■ What is required: Rewrite every line from the start of the records through the line holding "xmin=0 ymin=0 xmax=802 ymax=584", inclusive, and increase each bounding box coordinate in the answers by 59.

■ Provided records:
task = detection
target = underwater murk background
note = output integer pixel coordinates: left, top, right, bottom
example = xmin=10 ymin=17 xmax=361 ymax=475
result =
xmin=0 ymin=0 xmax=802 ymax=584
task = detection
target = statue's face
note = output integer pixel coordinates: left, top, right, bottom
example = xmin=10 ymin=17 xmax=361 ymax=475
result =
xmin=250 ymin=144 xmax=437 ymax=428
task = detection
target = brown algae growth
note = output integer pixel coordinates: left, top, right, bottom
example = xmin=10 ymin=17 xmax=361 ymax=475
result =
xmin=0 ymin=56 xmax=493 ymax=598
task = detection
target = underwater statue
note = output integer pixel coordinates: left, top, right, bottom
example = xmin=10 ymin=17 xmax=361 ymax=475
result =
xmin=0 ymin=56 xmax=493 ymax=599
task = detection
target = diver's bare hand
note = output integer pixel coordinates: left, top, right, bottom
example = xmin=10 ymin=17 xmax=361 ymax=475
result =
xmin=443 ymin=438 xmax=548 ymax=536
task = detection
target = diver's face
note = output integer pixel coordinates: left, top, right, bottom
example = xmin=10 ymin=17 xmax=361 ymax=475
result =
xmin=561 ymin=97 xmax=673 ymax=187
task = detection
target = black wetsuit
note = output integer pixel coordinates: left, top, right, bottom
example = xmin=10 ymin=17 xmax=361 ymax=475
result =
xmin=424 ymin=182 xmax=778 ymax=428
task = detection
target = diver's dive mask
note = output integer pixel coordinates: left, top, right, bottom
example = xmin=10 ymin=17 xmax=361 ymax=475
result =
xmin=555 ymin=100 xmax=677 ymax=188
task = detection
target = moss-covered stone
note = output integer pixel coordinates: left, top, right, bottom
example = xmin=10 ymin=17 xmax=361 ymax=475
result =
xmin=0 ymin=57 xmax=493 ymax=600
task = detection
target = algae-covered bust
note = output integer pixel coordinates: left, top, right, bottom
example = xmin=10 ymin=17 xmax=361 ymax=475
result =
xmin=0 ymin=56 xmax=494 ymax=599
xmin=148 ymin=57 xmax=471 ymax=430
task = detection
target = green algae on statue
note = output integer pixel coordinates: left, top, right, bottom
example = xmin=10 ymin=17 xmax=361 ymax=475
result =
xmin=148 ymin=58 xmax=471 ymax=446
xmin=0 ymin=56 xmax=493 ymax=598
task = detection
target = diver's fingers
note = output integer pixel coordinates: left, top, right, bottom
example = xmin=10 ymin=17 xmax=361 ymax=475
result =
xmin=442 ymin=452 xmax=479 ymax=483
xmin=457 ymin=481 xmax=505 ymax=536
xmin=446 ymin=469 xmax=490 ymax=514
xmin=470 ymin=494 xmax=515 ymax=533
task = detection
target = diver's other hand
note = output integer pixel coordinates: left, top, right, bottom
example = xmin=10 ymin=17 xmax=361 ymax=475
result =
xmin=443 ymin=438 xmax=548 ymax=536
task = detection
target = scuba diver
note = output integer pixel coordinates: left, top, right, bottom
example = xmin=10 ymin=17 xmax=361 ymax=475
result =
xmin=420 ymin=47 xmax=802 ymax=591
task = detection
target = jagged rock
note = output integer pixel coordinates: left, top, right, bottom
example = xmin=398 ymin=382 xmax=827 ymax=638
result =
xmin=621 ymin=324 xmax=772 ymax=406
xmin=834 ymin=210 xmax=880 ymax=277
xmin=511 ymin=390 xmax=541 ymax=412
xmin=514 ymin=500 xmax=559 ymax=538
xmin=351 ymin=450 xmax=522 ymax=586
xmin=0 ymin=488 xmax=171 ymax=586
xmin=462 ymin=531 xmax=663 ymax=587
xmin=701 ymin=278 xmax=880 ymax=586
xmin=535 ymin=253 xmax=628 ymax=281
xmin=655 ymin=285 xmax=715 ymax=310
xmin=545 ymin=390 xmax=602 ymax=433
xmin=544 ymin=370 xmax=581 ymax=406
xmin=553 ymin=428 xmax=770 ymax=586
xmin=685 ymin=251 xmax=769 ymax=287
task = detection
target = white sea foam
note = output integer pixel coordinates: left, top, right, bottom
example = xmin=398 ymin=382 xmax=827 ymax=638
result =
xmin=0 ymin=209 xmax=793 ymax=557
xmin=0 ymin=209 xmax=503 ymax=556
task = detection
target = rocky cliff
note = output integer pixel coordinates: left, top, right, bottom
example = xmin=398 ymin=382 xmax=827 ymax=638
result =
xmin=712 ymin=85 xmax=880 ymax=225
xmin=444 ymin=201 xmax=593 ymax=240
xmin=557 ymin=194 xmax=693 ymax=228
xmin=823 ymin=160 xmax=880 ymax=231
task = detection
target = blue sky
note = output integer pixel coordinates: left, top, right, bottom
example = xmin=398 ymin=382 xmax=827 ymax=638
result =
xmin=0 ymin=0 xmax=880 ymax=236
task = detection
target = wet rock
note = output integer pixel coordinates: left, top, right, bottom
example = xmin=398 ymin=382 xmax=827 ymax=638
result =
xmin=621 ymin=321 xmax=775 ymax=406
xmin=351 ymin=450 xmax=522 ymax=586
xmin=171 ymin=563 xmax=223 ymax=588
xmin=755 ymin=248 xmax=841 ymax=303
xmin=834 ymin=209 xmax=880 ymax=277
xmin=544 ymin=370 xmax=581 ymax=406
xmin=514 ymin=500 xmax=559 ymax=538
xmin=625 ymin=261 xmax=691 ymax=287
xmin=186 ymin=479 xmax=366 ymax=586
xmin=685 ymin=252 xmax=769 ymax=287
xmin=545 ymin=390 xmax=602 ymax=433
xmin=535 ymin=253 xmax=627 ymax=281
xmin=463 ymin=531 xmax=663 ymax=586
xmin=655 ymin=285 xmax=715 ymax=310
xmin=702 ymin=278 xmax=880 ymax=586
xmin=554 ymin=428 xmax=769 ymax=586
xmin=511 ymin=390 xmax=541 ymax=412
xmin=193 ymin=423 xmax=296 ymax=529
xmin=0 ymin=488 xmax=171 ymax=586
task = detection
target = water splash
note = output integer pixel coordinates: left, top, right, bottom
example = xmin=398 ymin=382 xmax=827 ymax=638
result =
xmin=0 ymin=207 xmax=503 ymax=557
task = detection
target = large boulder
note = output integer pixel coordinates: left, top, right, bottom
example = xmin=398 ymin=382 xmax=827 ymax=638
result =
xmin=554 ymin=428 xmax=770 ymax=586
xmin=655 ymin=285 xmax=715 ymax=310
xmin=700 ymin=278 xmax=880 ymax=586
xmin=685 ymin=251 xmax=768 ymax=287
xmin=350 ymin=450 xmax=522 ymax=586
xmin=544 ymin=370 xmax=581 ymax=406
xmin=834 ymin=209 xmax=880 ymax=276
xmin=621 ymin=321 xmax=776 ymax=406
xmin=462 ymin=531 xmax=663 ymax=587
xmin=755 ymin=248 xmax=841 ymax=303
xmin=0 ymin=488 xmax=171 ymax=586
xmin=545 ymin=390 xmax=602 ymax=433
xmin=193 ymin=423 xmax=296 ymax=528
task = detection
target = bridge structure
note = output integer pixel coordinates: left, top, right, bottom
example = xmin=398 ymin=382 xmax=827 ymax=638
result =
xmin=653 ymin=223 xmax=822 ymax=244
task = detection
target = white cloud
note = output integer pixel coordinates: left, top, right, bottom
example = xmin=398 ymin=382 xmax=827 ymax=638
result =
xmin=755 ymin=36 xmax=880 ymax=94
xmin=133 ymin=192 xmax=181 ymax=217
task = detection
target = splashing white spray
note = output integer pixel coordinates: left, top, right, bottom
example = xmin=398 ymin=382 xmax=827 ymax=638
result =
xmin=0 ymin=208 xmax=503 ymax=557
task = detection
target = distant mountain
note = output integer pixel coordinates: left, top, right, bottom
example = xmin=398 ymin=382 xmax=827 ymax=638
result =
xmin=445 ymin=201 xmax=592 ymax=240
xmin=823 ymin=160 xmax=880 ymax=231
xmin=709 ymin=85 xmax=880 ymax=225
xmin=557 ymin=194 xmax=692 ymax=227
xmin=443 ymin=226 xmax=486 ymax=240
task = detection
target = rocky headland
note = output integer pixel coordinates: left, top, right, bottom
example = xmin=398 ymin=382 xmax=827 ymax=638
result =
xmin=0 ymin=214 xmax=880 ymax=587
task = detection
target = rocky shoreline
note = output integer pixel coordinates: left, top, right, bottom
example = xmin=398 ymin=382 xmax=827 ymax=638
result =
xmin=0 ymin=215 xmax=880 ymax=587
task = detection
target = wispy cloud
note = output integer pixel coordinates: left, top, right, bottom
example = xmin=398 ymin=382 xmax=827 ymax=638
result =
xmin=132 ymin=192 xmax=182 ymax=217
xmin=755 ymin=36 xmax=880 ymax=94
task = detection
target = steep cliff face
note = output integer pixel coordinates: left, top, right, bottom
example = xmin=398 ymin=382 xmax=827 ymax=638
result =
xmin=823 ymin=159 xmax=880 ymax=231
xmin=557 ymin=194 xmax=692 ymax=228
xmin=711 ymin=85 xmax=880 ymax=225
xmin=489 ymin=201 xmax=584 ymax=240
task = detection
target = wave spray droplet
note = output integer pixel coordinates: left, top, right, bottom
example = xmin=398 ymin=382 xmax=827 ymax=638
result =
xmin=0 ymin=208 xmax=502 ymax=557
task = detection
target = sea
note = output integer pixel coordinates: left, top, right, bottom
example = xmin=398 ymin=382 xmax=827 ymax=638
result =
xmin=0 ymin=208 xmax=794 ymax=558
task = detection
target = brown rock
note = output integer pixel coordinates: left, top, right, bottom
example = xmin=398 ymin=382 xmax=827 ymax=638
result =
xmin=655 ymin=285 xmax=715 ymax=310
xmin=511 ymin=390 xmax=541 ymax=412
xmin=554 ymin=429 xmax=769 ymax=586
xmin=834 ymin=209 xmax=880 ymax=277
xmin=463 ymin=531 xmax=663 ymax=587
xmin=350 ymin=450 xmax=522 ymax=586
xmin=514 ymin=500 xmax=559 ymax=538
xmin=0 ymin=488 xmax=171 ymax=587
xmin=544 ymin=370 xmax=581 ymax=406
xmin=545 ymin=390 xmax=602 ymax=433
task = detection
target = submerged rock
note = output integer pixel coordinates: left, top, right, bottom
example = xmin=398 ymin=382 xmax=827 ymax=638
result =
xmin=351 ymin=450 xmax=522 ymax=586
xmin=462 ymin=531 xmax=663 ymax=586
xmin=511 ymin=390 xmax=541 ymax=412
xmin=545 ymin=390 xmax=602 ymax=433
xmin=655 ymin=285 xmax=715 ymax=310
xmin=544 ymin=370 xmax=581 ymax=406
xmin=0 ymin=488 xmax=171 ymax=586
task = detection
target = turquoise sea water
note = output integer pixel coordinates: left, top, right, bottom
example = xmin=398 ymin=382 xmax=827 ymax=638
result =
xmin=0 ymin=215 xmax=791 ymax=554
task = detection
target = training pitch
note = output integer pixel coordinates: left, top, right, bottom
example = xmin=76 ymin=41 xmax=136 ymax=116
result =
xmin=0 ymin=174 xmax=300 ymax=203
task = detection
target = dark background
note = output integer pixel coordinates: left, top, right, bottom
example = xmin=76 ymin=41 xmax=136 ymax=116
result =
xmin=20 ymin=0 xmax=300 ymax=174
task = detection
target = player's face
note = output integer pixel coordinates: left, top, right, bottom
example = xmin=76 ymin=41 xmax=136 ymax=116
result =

■ Task output:
task = detection
target = underwater murk background
note = output integer pixel coordinates: left, top, right, bottom
example = xmin=10 ymin=17 xmax=361 ymax=475
result =
xmin=59 ymin=59 xmax=861 ymax=643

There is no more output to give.